[WHAT IS BEING ASKED]
Render as a numbered list the lines below, from the line containing "[mark] the bread" through the end of the records, inclusive, leaving out any blank lines.

[Excerpts of pointing data]
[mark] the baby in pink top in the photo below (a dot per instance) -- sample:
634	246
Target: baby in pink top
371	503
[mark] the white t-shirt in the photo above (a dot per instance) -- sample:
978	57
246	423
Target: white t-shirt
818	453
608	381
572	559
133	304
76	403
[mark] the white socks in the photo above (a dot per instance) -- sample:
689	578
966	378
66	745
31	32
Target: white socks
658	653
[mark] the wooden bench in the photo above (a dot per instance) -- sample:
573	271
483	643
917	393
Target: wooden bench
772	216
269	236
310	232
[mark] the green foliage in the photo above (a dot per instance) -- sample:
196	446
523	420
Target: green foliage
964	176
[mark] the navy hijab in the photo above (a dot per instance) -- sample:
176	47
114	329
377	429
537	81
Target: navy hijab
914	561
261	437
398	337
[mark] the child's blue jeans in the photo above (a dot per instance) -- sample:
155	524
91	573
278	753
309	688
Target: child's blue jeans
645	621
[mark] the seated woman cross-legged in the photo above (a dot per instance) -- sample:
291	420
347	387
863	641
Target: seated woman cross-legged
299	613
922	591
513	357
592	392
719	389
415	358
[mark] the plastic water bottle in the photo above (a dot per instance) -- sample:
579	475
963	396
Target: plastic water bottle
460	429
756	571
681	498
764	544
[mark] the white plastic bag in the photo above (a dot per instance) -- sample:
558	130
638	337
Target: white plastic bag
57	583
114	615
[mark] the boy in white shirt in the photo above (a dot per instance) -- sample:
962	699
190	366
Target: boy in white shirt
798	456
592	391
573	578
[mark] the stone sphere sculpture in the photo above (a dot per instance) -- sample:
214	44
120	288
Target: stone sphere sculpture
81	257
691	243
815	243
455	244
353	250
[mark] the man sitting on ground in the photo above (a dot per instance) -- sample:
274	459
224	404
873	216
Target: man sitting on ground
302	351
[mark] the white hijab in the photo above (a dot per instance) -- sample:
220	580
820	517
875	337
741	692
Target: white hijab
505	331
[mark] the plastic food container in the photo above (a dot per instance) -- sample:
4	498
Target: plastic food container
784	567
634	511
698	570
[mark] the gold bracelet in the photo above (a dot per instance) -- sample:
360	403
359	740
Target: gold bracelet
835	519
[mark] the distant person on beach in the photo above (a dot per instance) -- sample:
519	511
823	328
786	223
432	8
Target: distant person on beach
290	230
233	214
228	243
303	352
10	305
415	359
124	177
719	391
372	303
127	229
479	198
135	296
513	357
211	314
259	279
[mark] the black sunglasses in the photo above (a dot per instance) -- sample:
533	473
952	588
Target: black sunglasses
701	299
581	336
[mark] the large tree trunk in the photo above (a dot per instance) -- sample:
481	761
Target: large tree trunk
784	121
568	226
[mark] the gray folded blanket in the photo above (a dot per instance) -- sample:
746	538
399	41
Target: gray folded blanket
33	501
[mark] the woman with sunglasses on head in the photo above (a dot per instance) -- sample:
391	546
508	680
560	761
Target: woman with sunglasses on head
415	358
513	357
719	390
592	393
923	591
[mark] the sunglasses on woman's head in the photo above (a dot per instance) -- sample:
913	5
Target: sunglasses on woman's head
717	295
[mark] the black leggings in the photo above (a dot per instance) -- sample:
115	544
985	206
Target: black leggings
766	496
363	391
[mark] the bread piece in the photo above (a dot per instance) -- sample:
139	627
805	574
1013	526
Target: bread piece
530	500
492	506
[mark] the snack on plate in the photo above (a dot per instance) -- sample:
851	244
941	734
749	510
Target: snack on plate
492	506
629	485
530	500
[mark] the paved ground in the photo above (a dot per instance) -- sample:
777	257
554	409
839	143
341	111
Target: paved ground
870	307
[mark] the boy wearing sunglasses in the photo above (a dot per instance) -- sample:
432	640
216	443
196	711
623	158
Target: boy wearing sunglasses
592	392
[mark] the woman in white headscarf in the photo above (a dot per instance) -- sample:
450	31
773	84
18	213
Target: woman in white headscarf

[THE SOLUTION]
1. [mark] the bread piece in the photo above (a dot per instance) -- sample:
2. 139	627
3. 805	574
4. 1013	526
5. Target: bread piece
6. 530	500
7. 492	506
8. [mark] the snack on plate in the photo above (a dot per instance) -- sample:
9. 851	244
10. 941	734
11. 749	510
12. Target: snack on plate
13. 492	506
14. 629	485
15. 530	500
16. [mark] the paved ground in the photo above (a dot per instance) -- sample:
17. 777	257
18. 554	409
19. 839	143
20. 341	111
21. Target: paved ground
22. 870	307
23. [mark] the boy wearing sunglasses in the photo above (a dot per instance) -- sample:
24. 432	640
25. 216	443
26. 196	711
27. 623	158
28. Target: boy wearing sunglasses
29. 592	392
30. [mark] the woman in white headscarf in the photo above (a dot per instance) -- sample:
31. 450	31
32. 773	84
33. 18	213
34. Target: woman in white headscarf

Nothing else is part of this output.